● SHORT TASK:
Reproduce the news article about the Cromer traffic stop, starting with "Councilwoman Kelly S." and going on through "South Walnut Street.", swapping each occurrence of "take-home vehicle program" for "take-home car program".

● EXCERPTED TEXT:
Advertisement

Cromer - Police have vendetta

June 14, 2008|By DAN DEARTH

HAGERSTOWN - A Hagerstown city councilwoman said a recent traffic stop in which she was pulled over by an officer after allegedly speeding could be construed as evidence that she is the subject of a vendetta for questioning the necessity of a long-running city program.

Councilwoman Kelly S. Cromer said she believes some city officials, including members of the police department, want to harass her because she is trying to limit the number of city-owned vehicles that municipal employees are allowed to drive home from work.

Last month, Cromer suggested to the council that the city investigate the validity of the take-home vehicle program in the wake of rising gas prices.

Police officers drive 19 of the 48 vehicles that are part of the city's take-home vehicle program, according to city records. The remaining 29 are driven by employees of the Public Works, Parks, Fire, Sewer, Water and Light departments.

Advertisement

Cromer, the wife of a former city police officer, said she doubted whether she was speeding when Officer Christopher Watt pulled her over May 26 after allegedly driving 43 mph in a 25-mph zone in the 100 block of South Walnut Street.

Cromer said she saw the officer while she was idling at a stoplight and, as a result, wouldn't have been speeding.

She contended that Watt singled her out from among two other drivers who were traveling at about the same speed.

"(I) thought it was a little odd," she said.

Watt wrote in a supplemental report to the officer's investigative report that while Cromer searched for the registration of the SUV she was driving, "She looked at me and stated 'Do you know who I am?' When she asked that question I could sense an attitude and sarcastic tone in her voice."

Cromer contended that Watt "lied" when he reported that she used those exact words, and suggested her comment was taken out of context.

Coordinate annotation records

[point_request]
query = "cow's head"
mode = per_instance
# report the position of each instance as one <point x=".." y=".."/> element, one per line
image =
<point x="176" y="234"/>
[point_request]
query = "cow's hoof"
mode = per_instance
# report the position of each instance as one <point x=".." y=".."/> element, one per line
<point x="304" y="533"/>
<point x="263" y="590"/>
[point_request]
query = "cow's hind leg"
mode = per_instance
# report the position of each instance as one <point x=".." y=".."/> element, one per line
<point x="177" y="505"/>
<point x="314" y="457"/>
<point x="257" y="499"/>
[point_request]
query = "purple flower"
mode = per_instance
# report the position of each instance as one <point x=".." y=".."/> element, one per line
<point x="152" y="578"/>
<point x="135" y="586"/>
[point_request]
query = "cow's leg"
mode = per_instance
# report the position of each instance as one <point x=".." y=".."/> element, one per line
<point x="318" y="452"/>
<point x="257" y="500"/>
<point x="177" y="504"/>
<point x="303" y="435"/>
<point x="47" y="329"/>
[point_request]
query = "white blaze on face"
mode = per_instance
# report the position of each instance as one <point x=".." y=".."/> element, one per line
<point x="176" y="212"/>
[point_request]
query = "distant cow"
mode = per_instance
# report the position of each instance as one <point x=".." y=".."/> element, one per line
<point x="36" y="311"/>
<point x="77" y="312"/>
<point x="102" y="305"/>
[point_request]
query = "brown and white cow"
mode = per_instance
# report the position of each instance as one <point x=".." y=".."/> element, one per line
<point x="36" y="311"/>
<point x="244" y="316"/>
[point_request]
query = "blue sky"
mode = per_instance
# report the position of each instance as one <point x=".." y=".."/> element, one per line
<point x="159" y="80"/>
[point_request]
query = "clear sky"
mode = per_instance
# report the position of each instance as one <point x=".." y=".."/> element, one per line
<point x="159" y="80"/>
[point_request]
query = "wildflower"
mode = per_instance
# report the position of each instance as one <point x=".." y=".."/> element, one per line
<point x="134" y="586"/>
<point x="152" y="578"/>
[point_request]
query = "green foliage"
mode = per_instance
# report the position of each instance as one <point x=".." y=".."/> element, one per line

● EXERCISE OUTPUT:
Councilwoman Kelly S. Cromer said she believes some city officials, including members of the police department, want to harass her because she is trying to limit the number of city-owned vehicles that municipal employees are allowed to drive home from work.

Last month, Cromer suggested to the council that the city investigate the validity of the take-home car program in the wake of rising gas prices.

Police officers drive 19 of the 48 vehicles that are part of the city's take-home car program, according to city records. The remaining 29 are driven by employees of the Public Works, Parks, Fire, Sewer, Water and Light departments.

Advertisement

Cromer, the wife of a former city police officer, said she doubted whether she was speeding when Officer Christopher Watt pulled her over May 26 after allegedly driving 43 mph in a 25-mph zone in the 100 block of South Walnut Street.